▸ HOW TO COMPLETE THIS TASK: Return, from the data that follows, each line that holds the word "camera".

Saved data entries
===
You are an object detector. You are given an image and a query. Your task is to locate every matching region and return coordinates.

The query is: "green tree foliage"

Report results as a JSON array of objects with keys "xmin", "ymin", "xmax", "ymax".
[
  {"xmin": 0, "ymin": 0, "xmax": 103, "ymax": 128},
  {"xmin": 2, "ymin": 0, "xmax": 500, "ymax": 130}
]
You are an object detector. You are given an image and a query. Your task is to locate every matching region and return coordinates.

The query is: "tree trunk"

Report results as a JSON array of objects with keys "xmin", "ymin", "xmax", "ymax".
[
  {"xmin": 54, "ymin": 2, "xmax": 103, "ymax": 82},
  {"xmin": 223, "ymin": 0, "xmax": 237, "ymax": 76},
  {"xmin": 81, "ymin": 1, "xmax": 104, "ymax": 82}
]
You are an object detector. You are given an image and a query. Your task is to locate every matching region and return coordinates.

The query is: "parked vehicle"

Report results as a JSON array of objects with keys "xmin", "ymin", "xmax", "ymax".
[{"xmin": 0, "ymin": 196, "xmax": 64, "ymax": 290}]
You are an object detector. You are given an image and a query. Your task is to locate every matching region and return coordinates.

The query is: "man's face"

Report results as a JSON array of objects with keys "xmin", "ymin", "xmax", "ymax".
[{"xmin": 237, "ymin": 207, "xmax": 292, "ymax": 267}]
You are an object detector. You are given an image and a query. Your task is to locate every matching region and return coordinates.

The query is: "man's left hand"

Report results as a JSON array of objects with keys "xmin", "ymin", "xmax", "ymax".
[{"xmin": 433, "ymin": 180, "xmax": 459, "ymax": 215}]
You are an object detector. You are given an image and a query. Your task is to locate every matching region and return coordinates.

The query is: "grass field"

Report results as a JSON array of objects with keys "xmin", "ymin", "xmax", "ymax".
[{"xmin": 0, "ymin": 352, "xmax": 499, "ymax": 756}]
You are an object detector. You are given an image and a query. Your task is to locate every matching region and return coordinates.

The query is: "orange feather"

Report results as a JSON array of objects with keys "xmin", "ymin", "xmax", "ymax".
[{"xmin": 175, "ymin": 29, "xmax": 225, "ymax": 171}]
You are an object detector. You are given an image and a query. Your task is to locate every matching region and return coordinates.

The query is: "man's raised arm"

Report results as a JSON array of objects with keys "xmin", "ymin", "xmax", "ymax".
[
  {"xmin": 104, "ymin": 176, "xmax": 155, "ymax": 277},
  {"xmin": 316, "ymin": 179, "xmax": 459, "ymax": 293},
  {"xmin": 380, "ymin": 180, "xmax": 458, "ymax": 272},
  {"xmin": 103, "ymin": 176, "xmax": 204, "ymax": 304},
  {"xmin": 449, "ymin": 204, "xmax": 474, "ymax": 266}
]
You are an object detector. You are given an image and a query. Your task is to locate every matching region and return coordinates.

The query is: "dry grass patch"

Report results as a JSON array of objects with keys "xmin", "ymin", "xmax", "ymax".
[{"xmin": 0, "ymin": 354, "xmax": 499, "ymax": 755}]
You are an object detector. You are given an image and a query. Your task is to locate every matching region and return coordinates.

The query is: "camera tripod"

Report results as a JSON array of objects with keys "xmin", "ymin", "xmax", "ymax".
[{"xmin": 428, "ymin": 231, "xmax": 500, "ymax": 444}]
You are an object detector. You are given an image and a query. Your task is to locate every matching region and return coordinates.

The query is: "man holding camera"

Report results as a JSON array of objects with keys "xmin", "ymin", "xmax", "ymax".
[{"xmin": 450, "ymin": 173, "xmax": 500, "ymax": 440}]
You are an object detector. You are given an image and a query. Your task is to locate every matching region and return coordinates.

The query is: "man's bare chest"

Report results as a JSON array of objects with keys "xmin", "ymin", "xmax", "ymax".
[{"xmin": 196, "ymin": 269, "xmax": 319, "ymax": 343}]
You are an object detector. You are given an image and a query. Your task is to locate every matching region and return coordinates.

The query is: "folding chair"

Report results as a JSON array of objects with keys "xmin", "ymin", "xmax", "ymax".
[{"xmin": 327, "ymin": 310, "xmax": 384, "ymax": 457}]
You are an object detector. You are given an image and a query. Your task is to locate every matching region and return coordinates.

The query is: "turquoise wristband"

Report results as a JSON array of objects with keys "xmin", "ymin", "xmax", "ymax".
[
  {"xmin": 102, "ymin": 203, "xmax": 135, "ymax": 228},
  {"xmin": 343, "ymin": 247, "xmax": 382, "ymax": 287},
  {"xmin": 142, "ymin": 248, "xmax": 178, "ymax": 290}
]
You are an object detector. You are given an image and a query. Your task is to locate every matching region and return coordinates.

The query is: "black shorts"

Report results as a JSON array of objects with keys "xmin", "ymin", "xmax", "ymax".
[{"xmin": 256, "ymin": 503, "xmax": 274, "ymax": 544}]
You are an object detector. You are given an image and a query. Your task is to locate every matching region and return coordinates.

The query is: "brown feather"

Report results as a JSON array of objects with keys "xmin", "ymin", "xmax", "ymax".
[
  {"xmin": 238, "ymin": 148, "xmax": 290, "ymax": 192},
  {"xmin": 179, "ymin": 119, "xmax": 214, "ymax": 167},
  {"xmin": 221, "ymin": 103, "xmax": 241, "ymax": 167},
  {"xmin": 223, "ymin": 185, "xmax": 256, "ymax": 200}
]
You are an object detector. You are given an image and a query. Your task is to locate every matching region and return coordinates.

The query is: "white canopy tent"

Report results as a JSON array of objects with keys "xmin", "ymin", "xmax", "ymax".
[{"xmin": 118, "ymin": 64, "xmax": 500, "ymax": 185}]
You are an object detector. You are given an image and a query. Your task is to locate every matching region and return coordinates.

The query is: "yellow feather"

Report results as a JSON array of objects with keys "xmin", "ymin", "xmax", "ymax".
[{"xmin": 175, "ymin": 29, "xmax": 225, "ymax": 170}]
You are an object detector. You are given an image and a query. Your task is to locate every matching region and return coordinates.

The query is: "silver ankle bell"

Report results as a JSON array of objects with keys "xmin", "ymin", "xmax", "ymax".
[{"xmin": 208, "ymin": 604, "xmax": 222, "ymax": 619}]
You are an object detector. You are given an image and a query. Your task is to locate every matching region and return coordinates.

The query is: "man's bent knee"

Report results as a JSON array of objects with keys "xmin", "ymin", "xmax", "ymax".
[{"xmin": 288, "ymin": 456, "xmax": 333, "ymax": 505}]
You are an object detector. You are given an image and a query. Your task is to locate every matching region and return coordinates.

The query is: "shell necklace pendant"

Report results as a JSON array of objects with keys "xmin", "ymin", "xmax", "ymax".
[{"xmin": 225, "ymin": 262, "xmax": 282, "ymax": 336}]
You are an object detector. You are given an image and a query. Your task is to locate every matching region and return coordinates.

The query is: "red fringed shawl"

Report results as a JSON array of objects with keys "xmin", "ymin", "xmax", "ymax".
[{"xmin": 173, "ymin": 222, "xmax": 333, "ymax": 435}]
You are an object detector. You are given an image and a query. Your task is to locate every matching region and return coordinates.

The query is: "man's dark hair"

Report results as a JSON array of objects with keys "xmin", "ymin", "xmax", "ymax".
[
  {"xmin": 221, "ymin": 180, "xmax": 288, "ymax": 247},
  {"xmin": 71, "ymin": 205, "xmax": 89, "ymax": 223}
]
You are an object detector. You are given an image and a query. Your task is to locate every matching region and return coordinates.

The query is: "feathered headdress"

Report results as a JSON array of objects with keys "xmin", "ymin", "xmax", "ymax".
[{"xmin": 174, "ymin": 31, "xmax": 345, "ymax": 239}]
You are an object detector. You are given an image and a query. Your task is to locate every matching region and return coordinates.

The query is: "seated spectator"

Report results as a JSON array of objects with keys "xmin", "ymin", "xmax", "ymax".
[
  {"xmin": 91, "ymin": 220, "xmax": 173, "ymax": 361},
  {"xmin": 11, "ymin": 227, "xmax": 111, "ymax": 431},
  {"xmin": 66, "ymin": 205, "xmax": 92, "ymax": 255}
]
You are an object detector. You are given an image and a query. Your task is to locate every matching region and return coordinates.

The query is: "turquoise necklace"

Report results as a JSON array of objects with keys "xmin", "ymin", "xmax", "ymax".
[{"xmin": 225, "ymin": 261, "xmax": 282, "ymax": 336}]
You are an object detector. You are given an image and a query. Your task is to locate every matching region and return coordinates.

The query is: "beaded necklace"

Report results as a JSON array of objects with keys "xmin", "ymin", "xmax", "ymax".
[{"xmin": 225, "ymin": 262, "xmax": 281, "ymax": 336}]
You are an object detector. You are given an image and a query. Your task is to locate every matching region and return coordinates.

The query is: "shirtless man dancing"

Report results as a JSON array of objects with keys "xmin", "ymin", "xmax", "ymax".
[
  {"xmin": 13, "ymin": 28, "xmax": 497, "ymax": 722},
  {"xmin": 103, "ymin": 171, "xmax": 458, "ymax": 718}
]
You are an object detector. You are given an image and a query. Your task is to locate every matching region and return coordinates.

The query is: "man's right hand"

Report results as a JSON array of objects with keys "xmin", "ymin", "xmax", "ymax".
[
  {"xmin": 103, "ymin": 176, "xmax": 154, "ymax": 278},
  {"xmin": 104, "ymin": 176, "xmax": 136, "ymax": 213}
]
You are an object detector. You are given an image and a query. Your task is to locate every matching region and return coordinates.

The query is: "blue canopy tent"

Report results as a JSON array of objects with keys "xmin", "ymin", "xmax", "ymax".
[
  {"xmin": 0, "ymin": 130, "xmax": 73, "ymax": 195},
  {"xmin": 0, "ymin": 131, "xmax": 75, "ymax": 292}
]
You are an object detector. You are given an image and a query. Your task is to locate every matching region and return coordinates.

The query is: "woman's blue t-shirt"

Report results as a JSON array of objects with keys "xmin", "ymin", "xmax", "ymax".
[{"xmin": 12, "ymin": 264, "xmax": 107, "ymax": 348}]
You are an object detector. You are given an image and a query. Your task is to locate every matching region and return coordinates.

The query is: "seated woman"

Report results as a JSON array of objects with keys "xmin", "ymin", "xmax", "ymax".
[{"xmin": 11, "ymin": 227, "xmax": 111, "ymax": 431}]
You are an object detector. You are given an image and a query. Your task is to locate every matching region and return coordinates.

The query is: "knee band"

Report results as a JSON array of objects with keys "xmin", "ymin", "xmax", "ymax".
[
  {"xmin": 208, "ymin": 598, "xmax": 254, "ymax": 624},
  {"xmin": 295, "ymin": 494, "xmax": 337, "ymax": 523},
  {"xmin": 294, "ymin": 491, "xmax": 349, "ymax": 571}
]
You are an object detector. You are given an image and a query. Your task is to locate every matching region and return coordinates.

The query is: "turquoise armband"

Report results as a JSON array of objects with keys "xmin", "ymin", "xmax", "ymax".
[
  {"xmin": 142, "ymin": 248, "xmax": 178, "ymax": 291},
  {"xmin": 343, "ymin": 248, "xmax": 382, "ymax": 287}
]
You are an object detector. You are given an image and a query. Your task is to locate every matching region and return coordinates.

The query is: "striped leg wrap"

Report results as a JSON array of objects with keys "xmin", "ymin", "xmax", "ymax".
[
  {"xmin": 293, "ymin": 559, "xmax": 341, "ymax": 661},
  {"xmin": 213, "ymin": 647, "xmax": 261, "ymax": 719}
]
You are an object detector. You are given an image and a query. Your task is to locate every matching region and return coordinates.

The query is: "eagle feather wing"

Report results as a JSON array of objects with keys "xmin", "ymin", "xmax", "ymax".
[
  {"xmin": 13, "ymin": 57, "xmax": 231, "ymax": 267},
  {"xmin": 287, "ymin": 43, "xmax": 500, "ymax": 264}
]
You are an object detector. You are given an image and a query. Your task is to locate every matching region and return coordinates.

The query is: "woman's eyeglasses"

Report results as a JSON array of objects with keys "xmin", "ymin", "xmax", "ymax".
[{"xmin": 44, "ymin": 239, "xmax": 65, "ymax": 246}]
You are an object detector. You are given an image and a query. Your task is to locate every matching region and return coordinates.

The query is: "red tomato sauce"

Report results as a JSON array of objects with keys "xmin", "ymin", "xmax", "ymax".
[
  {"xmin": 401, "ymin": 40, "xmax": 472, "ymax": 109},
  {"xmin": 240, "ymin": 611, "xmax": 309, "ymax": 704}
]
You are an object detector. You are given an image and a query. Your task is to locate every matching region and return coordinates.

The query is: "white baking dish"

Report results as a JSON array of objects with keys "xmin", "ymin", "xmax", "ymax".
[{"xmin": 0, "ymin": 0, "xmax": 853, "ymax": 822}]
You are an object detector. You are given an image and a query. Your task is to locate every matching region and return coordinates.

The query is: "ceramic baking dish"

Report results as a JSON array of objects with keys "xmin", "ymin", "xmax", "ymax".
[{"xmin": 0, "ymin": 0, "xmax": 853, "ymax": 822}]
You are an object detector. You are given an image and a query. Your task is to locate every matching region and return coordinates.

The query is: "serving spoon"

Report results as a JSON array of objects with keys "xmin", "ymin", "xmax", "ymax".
===
▸ FINAL ANSWER:
The query is: "camera tripod"
The query is: "man holding camera"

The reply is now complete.